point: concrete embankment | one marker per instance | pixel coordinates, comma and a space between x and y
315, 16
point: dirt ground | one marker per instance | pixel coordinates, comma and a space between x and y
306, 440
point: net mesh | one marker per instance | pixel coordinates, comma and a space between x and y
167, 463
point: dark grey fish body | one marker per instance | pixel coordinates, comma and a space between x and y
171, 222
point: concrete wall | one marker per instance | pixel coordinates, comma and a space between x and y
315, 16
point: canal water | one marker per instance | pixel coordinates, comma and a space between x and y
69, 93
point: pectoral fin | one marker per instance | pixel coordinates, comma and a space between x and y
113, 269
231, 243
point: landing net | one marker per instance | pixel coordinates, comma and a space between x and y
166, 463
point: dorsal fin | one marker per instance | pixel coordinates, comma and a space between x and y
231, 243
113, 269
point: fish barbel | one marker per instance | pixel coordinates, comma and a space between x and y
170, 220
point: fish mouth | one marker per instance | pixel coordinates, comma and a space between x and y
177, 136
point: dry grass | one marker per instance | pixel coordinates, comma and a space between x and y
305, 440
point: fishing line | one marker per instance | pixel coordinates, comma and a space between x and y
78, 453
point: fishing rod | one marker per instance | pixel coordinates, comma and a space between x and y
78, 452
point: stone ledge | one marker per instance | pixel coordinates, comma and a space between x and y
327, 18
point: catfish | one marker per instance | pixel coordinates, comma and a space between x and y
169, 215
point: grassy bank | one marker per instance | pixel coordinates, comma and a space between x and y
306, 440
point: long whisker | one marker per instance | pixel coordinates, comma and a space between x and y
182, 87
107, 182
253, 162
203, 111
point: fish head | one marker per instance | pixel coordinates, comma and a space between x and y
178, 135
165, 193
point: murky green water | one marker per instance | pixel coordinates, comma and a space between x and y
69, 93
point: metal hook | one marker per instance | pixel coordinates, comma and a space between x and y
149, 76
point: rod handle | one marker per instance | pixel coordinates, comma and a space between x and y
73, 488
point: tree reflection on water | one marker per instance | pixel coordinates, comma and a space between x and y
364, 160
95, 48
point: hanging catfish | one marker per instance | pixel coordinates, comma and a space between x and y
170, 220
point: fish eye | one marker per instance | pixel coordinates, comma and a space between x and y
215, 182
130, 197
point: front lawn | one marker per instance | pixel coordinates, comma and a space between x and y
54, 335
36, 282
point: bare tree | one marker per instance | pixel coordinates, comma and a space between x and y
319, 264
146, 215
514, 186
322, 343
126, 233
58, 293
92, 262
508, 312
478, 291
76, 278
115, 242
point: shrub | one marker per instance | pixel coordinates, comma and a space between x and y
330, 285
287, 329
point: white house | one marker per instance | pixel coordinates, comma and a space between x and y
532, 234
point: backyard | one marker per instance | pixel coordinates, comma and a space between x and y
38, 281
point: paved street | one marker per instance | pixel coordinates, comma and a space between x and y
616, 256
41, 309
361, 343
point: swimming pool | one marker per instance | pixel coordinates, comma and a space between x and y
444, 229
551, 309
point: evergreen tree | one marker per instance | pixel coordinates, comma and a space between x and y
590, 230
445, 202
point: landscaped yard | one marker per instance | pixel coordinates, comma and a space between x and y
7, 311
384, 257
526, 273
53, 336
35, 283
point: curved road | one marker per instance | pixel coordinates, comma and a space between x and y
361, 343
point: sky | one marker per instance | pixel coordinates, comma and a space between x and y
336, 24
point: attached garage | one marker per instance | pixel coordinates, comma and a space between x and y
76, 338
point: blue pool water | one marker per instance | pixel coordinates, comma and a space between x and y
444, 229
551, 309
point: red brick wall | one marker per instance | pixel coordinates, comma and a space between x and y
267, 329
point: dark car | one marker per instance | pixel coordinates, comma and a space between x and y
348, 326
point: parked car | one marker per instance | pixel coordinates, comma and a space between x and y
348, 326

+ + +

■ WRITTEN TASK:
Rewrite every line from the one containing "point: front lawn" through the end of the rows, keeping the requests unchanged. Multiply each pixel coordinate in the answers by 1.35 and round it to a whole number, rounding halves up.

■ SOLUTION:
point: front lawn | one marker per instance | pixel coordinates, comma and a space between x and y
73, 452
49, 381
point: bare tree | one marker per instance | pixel coordinates, comma and a space between x and y
431, 356
197, 290
694, 251
435, 463
170, 315
78, 396
124, 354
686, 421
645, 393
103, 375
155, 327
point: shrub | one marker per instance | pixel coordinates, comma and a space between x and y
446, 385
387, 444
point: white house | one marker per instance | pixel coordinates, comma and a space between x and y
718, 316
point: backyard | one marker per instance | pixel coordinates, comma and a space between x and y
51, 379
point: paved street | one marker per instance | pixel coordinates, comma and a space between x and y
832, 346
55, 417
487, 463
point: swimming pool | one marker per instance | pixel coordinates, comma and a space between x and y
599, 309
744, 417
point: evergreen tree | one marker per instance | pixel coordinates, comma and a space between x and y
797, 311
601, 273
point: landscaped yard | one marker per instance | pixel coordinates, comma and a space between x and y
9, 420
518, 347
710, 369
72, 454
47, 382
point: curved road | one marker per instance | pixel coordinates, comma and a space between x and y
487, 463
point: sky | one marker per instance | pixel coordinates, comma and a space between x and y
454, 32
point: attached garage | one marker per instance | pixel coordinates, comma and a space between x and y
103, 456
point: blue pool water | one marker per instance | pixel coordinates, comma and a space between x and y
599, 309
744, 417
point: red brick wall | one marker per instance | pixel coordinates, comma and a space between x and y
360, 444
point: dark car | one marker per instance | pixel coordinates, comma and a space between x and y
470, 440
point: parked car | one marker per instance | pixel coordinates, comma and a space between x and y
470, 440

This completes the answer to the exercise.